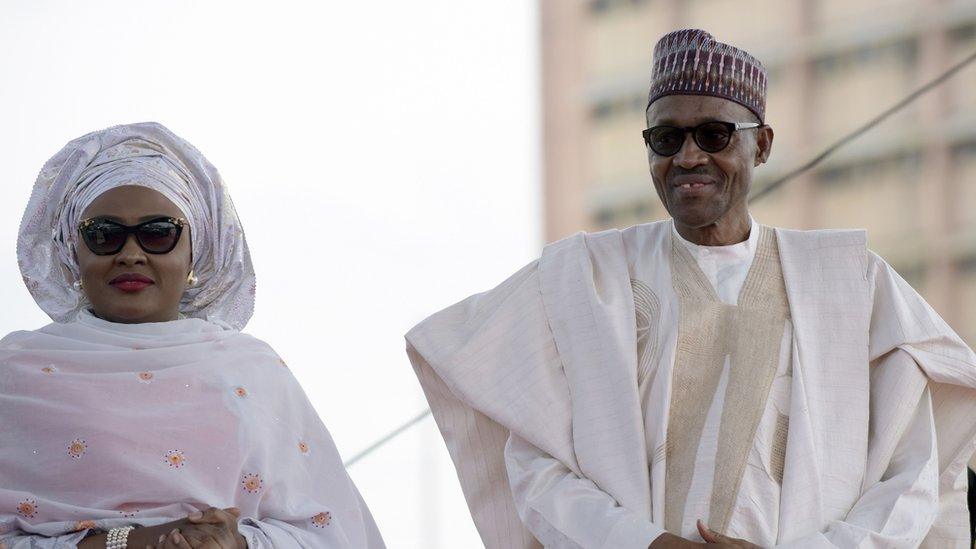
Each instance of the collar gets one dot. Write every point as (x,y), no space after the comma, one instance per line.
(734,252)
= = = = =
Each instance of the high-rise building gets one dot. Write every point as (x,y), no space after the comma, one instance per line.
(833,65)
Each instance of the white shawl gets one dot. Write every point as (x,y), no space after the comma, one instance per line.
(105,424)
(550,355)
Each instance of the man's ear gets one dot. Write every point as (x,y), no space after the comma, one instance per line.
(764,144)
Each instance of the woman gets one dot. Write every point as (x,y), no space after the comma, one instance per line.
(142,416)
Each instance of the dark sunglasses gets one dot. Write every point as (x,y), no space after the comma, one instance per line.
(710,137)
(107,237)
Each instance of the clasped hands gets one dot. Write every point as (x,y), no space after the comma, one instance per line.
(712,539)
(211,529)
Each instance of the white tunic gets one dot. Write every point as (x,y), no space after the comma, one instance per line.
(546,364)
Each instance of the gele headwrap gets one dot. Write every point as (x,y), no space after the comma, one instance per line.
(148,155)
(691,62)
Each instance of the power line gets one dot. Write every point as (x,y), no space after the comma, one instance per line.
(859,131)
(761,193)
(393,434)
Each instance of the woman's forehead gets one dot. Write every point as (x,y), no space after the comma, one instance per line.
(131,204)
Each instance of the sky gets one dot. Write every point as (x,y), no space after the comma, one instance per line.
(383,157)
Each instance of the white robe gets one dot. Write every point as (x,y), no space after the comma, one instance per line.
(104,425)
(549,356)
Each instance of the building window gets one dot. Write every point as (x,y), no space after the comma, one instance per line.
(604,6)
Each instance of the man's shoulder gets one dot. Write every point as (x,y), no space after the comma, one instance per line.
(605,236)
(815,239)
= = = = =
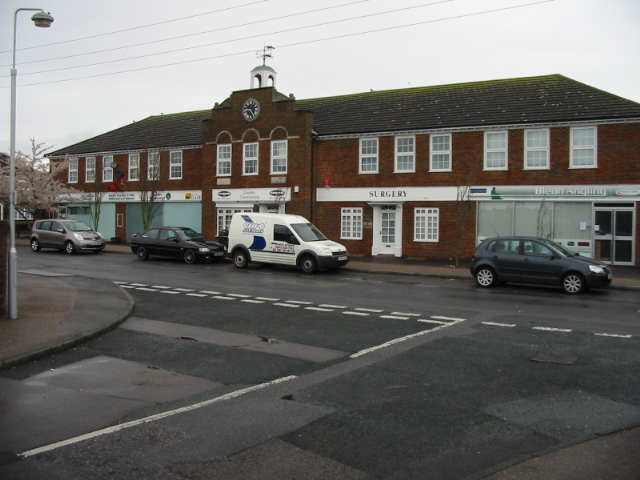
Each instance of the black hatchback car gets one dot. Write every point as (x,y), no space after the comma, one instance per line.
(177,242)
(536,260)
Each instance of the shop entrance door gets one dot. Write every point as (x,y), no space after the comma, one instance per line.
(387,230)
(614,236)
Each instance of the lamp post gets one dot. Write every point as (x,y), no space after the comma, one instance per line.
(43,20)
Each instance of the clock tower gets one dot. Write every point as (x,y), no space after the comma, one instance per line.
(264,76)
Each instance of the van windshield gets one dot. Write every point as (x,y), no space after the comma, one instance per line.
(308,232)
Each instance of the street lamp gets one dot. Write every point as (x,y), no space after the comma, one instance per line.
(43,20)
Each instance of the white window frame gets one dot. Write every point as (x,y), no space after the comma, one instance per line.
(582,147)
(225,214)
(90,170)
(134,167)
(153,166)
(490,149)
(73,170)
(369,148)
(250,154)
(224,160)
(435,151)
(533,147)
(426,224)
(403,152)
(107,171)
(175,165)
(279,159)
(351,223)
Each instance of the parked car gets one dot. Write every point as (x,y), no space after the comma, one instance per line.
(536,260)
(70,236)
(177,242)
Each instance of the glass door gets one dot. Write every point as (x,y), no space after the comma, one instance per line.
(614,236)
= = = = =
# Required task
Find each line in the items above that contains the word "door" and copy every such line.

# Full answer
Each instance of the shop entrance door gets one dot. Write every point as (x,y), no space after the comma, one instance per line.
Each instance of the glass door gets one dot. Write every point as (x,y), no space after the comma, one instance per line.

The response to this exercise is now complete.